» **EXERCISE**: Pick up the Fourth Circuit opinion in United States v. Stokes, shown below, right after its last sentence and carry it forward.

» **EXTRACTED TEXT**:

>> BEGIN

UNPUBLISHED
UNITED STATES COURT OF APPEALS
FOR THE FOURTH CIRCUIT
No. 10-5186
UNITED STATES OF AMERICA,
Plaintiff ─ Appellee,
v.
ANTHONY ROBERT STOKES,
Defendant ─ Appellant.
Appeal from the United States District Court for the Middle
District of North Carolina, at Greensboro. N. Carlton Tilley,
Jr., Senior District Judge. (1:09-cr-00355-NCT-1)
Submitted: June 30, 2011 Decided: July 5, 2011
Before WILKINSON, DUNCAN, and WYNN, Circuit Judges.
Affirmed by unpublished per curiam opinion.
Warren Sparrow, Winston-Salem, North Carolina, for Appellant.
Ripley Rand, United States Attorney, Paul A. Weinman, Assistant
United States Attorney, Winston-Salem, North Carolina, for
Appellee.
Unpublished opinions are not binding precedent in this circuit.

>> END

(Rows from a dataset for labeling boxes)
>> BEGIN

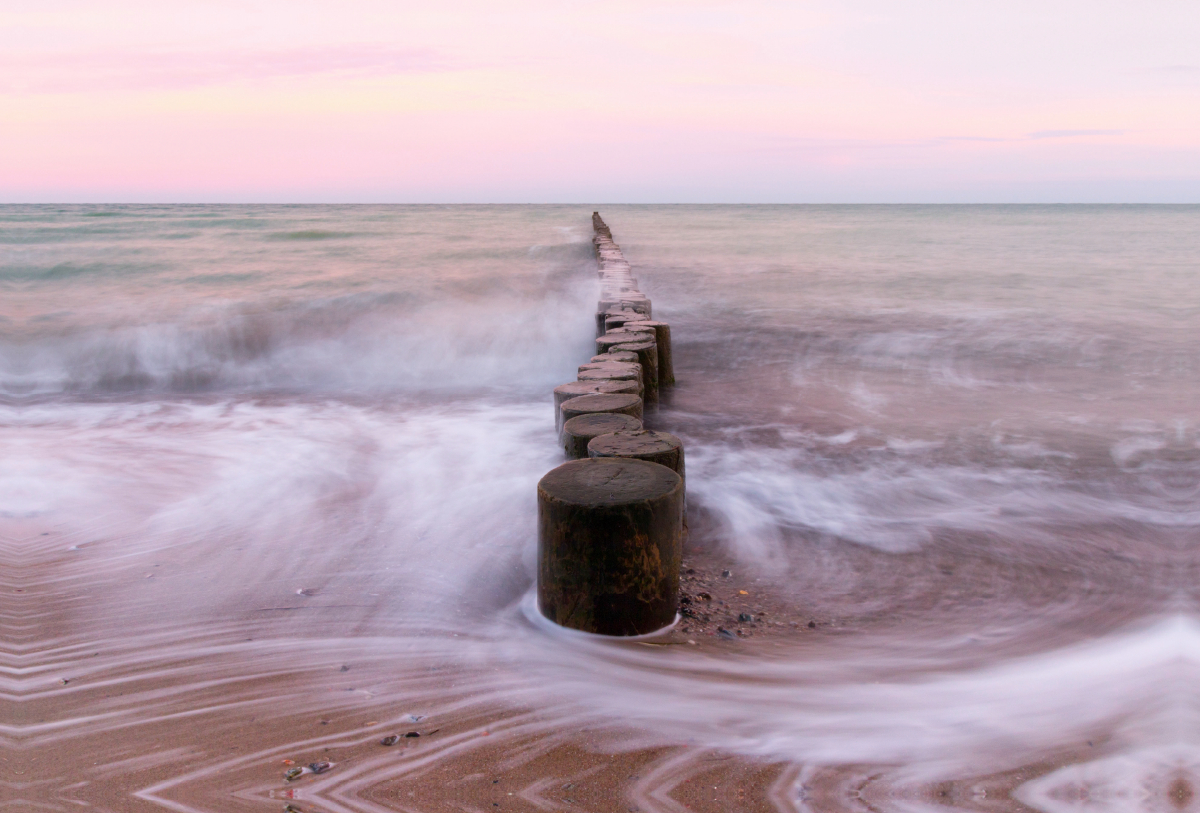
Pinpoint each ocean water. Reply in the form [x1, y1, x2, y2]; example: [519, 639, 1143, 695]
[0, 205, 1200, 813]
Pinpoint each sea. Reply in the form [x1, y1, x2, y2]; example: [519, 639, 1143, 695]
[0, 205, 1200, 813]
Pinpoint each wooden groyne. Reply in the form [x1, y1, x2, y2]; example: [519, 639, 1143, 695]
[538, 212, 684, 636]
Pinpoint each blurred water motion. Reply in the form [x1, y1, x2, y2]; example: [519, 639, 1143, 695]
[0, 206, 1200, 813]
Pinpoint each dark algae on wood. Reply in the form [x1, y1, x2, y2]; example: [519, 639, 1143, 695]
[538, 458, 683, 636]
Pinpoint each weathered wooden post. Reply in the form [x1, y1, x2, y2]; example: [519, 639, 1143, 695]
[588, 429, 685, 477]
[559, 393, 642, 423]
[554, 378, 642, 432]
[622, 320, 674, 386]
[606, 333, 659, 402]
[559, 412, 648, 458]
[538, 457, 683, 636]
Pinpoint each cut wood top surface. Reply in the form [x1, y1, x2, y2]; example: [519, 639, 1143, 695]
[538, 457, 683, 506]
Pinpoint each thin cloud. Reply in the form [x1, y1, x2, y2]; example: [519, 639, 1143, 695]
[1026, 130, 1124, 138]
[0, 44, 466, 94]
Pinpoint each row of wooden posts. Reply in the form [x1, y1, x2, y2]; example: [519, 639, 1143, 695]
[538, 212, 684, 636]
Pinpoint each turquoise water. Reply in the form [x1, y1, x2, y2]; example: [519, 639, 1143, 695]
[0, 205, 1200, 813]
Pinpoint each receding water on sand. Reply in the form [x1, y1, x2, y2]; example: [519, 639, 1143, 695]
[0, 206, 1200, 813]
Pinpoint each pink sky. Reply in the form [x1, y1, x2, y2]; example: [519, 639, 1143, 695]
[0, 0, 1200, 203]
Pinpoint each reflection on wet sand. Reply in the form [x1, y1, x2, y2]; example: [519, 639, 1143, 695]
[4, 393, 1200, 812]
[0, 207, 1200, 813]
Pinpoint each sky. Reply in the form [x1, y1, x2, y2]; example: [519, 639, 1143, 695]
[0, 0, 1200, 203]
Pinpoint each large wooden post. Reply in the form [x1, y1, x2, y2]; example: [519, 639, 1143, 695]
[538, 458, 683, 636]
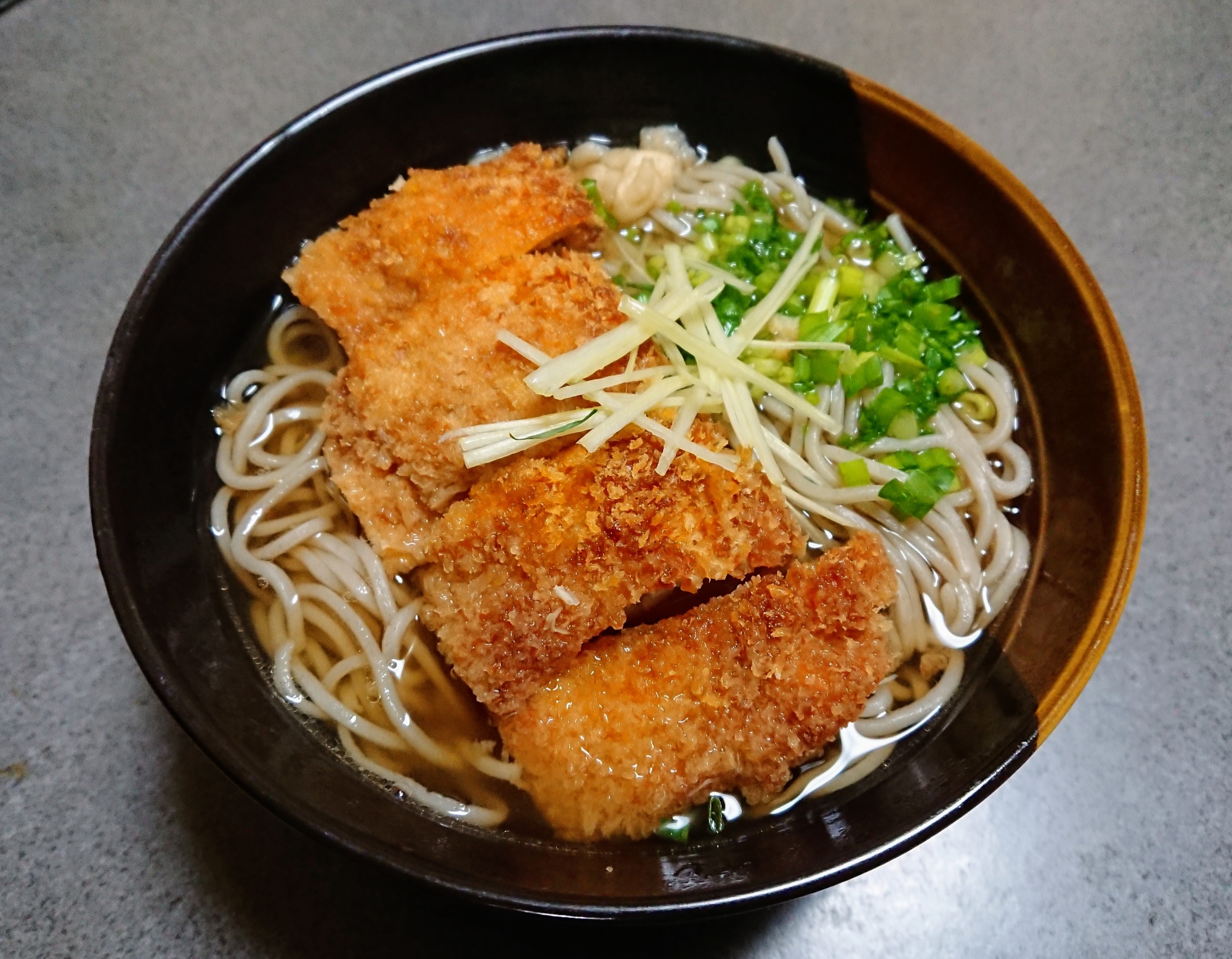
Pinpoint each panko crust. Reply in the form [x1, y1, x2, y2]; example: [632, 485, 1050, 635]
[283, 143, 600, 352]
[323, 251, 663, 572]
[499, 533, 896, 841]
[420, 418, 804, 715]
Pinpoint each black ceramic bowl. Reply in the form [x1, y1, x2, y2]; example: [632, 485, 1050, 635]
[90, 28, 1146, 917]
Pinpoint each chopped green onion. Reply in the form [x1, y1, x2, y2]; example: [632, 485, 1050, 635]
[936, 366, 971, 399]
[839, 459, 872, 486]
[924, 276, 962, 303]
[753, 266, 782, 293]
[957, 342, 988, 366]
[883, 407, 920, 440]
[654, 815, 692, 842]
[800, 313, 846, 342]
[877, 346, 924, 372]
[840, 354, 882, 395]
[839, 264, 864, 297]
[791, 352, 813, 382]
[910, 303, 958, 330]
[809, 350, 844, 386]
[956, 389, 997, 421]
[509, 407, 599, 442]
[880, 469, 945, 519]
[866, 389, 910, 426]
[922, 446, 958, 469]
[877, 450, 917, 469]
[582, 177, 620, 229]
[928, 466, 962, 493]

>> END

» **RESPONSE TO THIS EXERCISE**:
PER CURIAM:
Anthony Robert Stokes pled guilty to one count of
possession of a firearm by a convicted felon, in violation of 18
U.S.C. § 922(g)(1) (2006). He now appeals his 188-month
sentence imposed by the district court under the Armed Career
Criminal Act (“ACCA”), 18 U.S.C. § 924(e) (2006), asserting that
the district court erred in finding that his three prior
convictions under North Carolina law for breaking and entering
were committed on occasions different from one another for
purposes of imposing the enhanced sentence. Finding no error,
we affirm.
We review Stokes’ sentence for reasonableness, using
an abuse of discretion standard of review. Gall v. United
States, 552 U.S. 38, 51 (2007). The first step in this review
requires us to ensure that the district court committed no
significant procedural error, such as improperly calculating
the advisory sentencing Guidelines range. United States v.
Evans, 526 F.3d 155, 161 (4th Cir. 2008). We then consider the
substantive reasonableness of the sentence, taking into account
the totality of the circumstances. Gall, 552 U.S. at 51.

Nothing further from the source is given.